Rewrite the records starting at the line that contains "Segmentation: every <instance>" and ending at the line that contains "positive clicks: (587, 274)", renaming "clicks" to "points" everywhere it occurs and leaving everything else unchanged.

━━━━━ Materials provided ━━━━━

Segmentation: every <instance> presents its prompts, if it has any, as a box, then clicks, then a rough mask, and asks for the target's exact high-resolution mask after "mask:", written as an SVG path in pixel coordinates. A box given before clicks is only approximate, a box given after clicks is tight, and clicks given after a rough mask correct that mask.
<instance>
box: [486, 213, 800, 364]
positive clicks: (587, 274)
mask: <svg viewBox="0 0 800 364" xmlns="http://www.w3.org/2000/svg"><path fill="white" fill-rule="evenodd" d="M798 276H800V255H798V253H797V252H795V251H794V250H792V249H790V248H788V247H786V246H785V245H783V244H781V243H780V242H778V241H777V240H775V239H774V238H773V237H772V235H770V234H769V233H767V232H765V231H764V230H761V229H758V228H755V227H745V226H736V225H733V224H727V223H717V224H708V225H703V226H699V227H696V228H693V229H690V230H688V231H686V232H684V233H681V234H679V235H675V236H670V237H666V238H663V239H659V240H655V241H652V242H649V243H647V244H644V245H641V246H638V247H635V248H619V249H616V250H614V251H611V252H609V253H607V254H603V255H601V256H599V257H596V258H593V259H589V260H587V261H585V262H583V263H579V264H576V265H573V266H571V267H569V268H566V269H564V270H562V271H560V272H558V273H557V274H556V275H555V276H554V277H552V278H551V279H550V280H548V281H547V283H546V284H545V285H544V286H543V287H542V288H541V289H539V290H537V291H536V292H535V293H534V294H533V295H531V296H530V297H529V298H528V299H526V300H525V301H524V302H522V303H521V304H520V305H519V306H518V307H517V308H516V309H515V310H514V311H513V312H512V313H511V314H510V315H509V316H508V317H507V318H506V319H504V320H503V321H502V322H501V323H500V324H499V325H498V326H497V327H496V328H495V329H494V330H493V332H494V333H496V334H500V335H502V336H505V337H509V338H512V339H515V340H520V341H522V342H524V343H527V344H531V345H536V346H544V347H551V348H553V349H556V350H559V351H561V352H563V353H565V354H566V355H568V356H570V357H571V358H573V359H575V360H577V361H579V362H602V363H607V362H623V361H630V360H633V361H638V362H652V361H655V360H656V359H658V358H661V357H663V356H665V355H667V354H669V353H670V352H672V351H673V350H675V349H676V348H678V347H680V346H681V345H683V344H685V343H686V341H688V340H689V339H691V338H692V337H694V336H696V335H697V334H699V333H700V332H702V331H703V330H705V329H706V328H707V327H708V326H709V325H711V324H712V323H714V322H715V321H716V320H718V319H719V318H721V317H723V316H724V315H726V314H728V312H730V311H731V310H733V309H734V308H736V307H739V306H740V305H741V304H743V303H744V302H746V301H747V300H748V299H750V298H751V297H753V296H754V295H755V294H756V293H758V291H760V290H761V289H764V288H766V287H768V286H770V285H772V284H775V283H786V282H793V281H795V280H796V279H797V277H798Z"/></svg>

━━━━━
━━━━━ Materials provided ━━━━━

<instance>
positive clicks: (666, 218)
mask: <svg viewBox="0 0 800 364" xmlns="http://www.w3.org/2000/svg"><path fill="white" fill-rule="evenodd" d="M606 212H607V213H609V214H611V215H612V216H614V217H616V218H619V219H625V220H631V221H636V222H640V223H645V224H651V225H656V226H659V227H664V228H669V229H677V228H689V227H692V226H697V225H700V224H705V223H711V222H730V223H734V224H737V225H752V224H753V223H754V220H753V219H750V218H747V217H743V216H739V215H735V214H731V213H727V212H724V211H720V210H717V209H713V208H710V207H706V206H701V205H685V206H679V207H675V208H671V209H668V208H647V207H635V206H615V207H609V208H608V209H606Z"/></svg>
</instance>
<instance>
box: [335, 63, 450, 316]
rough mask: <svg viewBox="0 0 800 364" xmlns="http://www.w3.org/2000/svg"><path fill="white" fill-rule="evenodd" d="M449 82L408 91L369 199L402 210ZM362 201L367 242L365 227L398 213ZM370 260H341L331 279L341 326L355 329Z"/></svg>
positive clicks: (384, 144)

━━━━━

Output of the exercise:
Segmentation: every <instance> presents its prompts, if it has any, as a box, then points, then a rough mask, and asks for the target's exact high-resolution mask after "mask:", written as an SVG path in pixel coordinates. A box given before points is only approximate, a box given after points is tight, and points given after a rough mask correct that mask.
<instance>
box: [486, 213, 800, 364]
positive points: (587, 274)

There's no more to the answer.